[start]

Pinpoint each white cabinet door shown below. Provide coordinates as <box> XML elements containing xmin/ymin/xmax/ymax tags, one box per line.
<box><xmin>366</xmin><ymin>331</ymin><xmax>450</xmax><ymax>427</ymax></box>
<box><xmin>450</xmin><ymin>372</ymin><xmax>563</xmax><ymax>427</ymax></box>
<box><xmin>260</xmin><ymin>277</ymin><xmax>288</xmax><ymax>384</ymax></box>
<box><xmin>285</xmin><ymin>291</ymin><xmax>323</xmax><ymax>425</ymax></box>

[end]

## THE TASK
Reproduce every item above word for word, with no changes.

## EXERCISE RESPONSE
Pinpoint each white cabinet door shown below. Provide coordinates as <box> XML elements containing xmin/ymin/xmax/ymax tags, one box per line.
<box><xmin>366</xmin><ymin>331</ymin><xmax>450</xmax><ymax>427</ymax></box>
<box><xmin>450</xmin><ymin>372</ymin><xmax>563</xmax><ymax>427</ymax></box>
<box><xmin>260</xmin><ymin>277</ymin><xmax>288</xmax><ymax>384</ymax></box>
<box><xmin>285</xmin><ymin>291</ymin><xmax>323</xmax><ymax>425</ymax></box>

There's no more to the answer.